» Aufgaben:
1. Schreib aus dem Text zum Klapprad alles von „Klaus Höfler“ bis hinunter zu „nennt sich das.“ wortgetreu ab.
2. Prüfe anhand des Textes zum Klapprad, ob diese Aussagen stimmen, und antworte jeweils mit Ja oder Nein samt dem entscheidenden Wortlaut als wörtlichem Zitat: (a) Die Firma Rog stellte das Modell „Pony“ drei Jahrzehnte lang her. (b) Das „Pony“ fuhr auf 26-Zoll-Reifen. (c) Im Text wird große Begeisterung für Kilometerfressereien auf Carbonrahmen geäußert.

» Vorliegender Text:
━━━
Auf Sloweniens höchsten Gebirgspass mit einem Klappfahrrad: Der beste Weg, eine Fahrradphobie zu therapieren.

Klaus Höfler

Radfahren? Ich gestehe, nicht so meins. Für auf sauteuren Carbonrahmen erschwitzte Kilometerfressereien habe ich bisher eher wenig Begeisterung aufbringen können. Übermenschlichen Wattleistungen begegnete ich mit überzeugter Wurschtigkeit. Aber das emotionale Embargo hat Risse bekommen. Tiefe Risse. Schuld ist ein Klapprad der slowenischen Firma Rog, die ab den 1960er-Jahren drei Jahrzehnte lang ein Modell mit dem Namen „Pony" produzierte. Ein Verkehrsmittel für alle Alltagssituationen im damaligen Jugoslawien. So eine Art gelebter Sozialismus auf 20-Zoll-Reifen. Das puristische Gerät wurde zum Kultgegenstand – und Hauptdarsteller eines Radrennens auf Sloweniens höchsten Gebirgspass, den „Vrsic". „Goni Pony" nennt sich das.
━━━
» Bereitgestelltes Material:
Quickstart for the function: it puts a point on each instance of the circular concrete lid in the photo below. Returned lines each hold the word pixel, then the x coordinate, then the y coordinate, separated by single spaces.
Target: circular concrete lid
━━━
» Antworten:
1.
Klaus Höfler

Radfahren? Ich gestehe, nicht so meins. Für auf sauteuren Carbonrahmen erschwitzte Kilometerfressereien habe ich bisher eher wenig Begeisterung aufbringen können. Übermenschlichen Wattleistungen begegnete ich mit überzeugter Wurschtigkeit. Aber das emotionale Embargo hat Risse bekommen. Tiefe Risse. Schuld ist ein Klapprad der slowenischen Firma Rog, die ab den 1960er-Jahren drei Jahrzehnte lang ein Modell mit dem Namen „Pony" produzierte. Ein Verkehrsmittel für alle Alltagssituationen im damaligen Jugoslawien. So eine Art gelebter Sozialismus auf 20-Zoll-Reifen. Das puristische Gerät wurde zum Kultgegenstand – und Hauptdarsteller eines Radrennens auf Sloweniens höchsten Gebirgspass, den „Vrsic". „Goni Pony" nennt sich das.

2.
(a) Ja: „die ab den 1960er-Jahren drei Jahrzehnte lang ein Modell mit dem Namen“
(b) Nein: „So eine Art gelebter Sozialismus auf 20-Zoll-Reifen.“
(c) Nein: „Für auf sauteuren Carbonrahmen erschwitzte Kilometerfressereien habe ich bisher eher wenig Begeisterung aufbringen können.“